Start of Given data

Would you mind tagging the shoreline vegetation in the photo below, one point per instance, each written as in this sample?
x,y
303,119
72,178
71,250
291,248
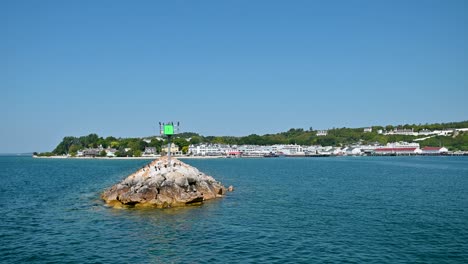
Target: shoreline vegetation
x,y
453,137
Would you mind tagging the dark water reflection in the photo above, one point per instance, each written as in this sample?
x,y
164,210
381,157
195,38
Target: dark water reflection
x,y
409,209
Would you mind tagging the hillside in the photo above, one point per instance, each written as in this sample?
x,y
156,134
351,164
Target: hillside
x,y
334,137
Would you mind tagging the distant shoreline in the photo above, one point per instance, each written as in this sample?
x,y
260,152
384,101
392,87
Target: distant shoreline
x,y
127,158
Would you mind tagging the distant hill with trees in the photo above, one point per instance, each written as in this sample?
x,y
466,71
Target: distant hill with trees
x,y
335,137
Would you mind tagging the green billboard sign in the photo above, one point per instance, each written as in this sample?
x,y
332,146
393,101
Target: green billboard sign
x,y
168,130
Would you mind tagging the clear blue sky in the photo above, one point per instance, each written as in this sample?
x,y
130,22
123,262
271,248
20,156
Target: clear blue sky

End of Given data

> _Objective_:
Quote the full listing above word for word; exclude every picture from the copy.

> _Result of this task_:
Would you mind tagging the shoreline vegetation in the photo below, one point per instance, each written as in this sample?
x,y
303,119
72,178
71,250
291,248
Target: shoreline vegetation
x,y
453,137
Would you mind tagging the dark water reflection in the photo above, one point per instance, each written as in this sample?
x,y
164,210
381,157
195,38
Target: dark water reflection
x,y
409,209
Would you mind tagging the hillside in the photo above, one point per instance, each written as in this sample?
x,y
156,134
351,164
Target: hillside
x,y
334,137
Would you mind tagging the distant shoreline in the photo above, one point per instance, each written as in this sample?
x,y
260,152
384,101
392,87
Target: distant shoreline
x,y
127,158
Would you mind tagging the distant hill with trees in the photo above, one point per instance, each written as in this sample?
x,y
466,71
Target: distant hill with trees
x,y
335,137
Would you mind tagging the green billboard sign in the photo above, one point per instance, each written as in this sample?
x,y
332,146
393,101
Target: green billboard sign
x,y
168,130
Would you mind tagging the clear blue sky in the photo above, one point per instance, each written as in this sample?
x,y
130,22
123,262
271,248
20,156
Target: clear blue sky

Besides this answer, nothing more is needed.